→ QUESTIONS TO ANSWER
a) According to the conference page, why does the virtual Poster Gallery not show every poster?
b) Reproduce the stretch of the conference page from "Abstract: Measuring Financial" through "virtual conference platform.".

→ SUPPLIED PASSAGE
──────────────────────────────

Abstract: Measuring Financial Precarity with Objective and Subjective Dimensions (Society for Social Work and Research 27th Annual Conference - Social Work Science and Complex Problems: Battling Inequities + Building Solutions)

All in-person and virtual presentations are in Mountain Standard Time Zone (MST).

SSWR 2023 Poster Gallery: as a registered in-person and virtual attendee, you have access to the virtual Poster Gallery which includes only the posters that elected to present virtually. The rest of the posters are presented in-person in the Poster/Exhibit Hall located in Phoenix A/B, 3rd floor. The access to the Poster Gallery will be available via the virtual conference platform the week of January 9. You will receive an email with instructions how to access the virtual conference platform.

Measuring Financial Precarity with Objective and Subjective Dimensions

Friday, January 13, 2023
Paradise Valley, 2nd Level (Sheraton Phoenix Downtown)

──────────────────────────────

→ Spatial localization data
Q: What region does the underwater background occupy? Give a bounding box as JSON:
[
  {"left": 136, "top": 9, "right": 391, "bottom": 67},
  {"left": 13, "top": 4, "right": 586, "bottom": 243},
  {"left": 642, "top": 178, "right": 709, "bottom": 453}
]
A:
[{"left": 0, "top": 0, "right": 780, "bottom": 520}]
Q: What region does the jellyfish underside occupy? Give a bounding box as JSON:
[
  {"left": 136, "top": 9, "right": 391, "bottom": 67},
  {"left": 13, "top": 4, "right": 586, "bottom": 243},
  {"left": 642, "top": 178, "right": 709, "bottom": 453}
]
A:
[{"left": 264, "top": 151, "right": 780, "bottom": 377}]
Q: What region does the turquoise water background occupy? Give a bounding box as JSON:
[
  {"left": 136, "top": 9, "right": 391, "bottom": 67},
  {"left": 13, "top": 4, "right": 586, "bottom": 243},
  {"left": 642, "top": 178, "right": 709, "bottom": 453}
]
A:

──────────────────────────────

→ RESPONSE LIST
a) The virtual Poster Gallery includes only the posters that elected to present virtually. The rest are presented in person in the Poster/Exhibit Hall in Phoenix A/B, 3rd floor.

b)
Abstract: Measuring Financial Precarity with Objective and Subjective Dimensions (Society for Social Work and Research 27th Annual Conference - Social Work Science and Complex Problems: Battling Inequities + Building Solutions)

All in-person and virtual presentations are in Mountain Standard Time Zone (MST).

SSWR 2023 Poster Gallery: as a registered in-person and virtual attendee, you have access to the virtual Poster Gallery which includes only the posters that elected to present virtually. The rest of the posters are presented in-person in the Poster/Exhibit Hall located in Phoenix A/B, 3rd floor. The access to the Poster Gallery will be available via the virtual conference platform the week of January 9. You will receive an email with instructions how to access the virtual conference platform.